:: The input

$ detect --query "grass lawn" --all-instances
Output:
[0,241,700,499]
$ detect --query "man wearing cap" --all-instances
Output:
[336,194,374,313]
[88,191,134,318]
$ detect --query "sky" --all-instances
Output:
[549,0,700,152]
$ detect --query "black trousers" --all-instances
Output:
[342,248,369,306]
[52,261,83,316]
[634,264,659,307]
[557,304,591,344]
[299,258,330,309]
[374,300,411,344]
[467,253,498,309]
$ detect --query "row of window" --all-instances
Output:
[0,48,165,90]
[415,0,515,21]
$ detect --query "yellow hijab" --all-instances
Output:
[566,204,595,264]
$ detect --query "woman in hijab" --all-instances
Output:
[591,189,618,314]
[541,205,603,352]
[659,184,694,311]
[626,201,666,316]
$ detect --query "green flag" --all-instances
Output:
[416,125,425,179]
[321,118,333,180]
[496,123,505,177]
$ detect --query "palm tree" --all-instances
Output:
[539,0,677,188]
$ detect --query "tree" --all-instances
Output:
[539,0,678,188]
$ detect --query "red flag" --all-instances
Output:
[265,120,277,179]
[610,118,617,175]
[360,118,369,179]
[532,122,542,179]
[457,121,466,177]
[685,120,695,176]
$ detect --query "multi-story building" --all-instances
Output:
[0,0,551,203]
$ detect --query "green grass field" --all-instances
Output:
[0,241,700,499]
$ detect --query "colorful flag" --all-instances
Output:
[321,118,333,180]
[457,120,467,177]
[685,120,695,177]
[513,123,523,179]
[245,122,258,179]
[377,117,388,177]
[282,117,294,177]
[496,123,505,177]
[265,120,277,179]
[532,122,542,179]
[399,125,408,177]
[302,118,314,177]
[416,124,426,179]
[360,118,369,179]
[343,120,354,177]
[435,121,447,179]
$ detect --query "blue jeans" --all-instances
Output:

::::

[Request] Rewrite all of the entries above, switching "hijab" to "headscarf" and leaving every other line unchanged.

[Result of this task]
$ detect --query "grass lawn" --all-instances
Output:
[0,241,700,499]
$ detect --query "man wearing cap" --all-instances
Output:
[336,194,374,313]
[88,191,134,318]
$ detect --query "sky" --all-instances
Output:
[549,0,700,152]
$ detect --query "black trousers" --all-instances
Output:
[342,248,369,306]
[52,261,83,316]
[634,264,659,307]
[557,304,591,344]
[299,258,330,309]
[374,300,411,344]
[467,253,498,309]
$ detect --query "row of window" --all-instances
Output:
[0,48,165,90]
[415,0,515,21]
$ detect --query "yellow headscarf" --all-instances
Output:
[566,204,595,264]
$ detect --query "woman in headscarf" --all-instances
Output:
[591,189,618,314]
[541,205,603,352]
[659,184,694,311]
[626,201,666,316]
$ detect --query "green flag" --all-instances
Output:
[416,125,425,179]
[321,118,333,180]
[496,123,505,177]
$ detect --query "palm tree" --all-instances
Output:
[539,0,677,188]
$ detect --query "tree" --all-instances
Output:
[539,0,678,188]
$ detect --query "red flag" --all-instances
Output:
[265,120,277,179]
[610,118,617,175]
[360,118,369,179]
[532,122,542,179]
[457,121,466,177]
[685,120,695,176]
$ detect --query "multi-story building" --all-instances
Output:
[0,0,551,203]
$ detect --query "green grass field" --all-instances
Output:
[0,241,700,499]
$ detect --query "colorful flag" --all-instances
Output:
[321,118,333,180]
[457,120,467,177]
[685,120,695,177]
[513,123,523,179]
[245,122,258,179]
[377,117,388,177]
[282,117,294,177]
[496,123,505,177]
[265,120,277,179]
[532,122,542,179]
[399,125,408,177]
[302,118,314,177]
[416,124,426,179]
[360,118,369,179]
[343,120,354,177]
[435,121,447,179]
$ detect --query "blue jeans" --all-instances
Output:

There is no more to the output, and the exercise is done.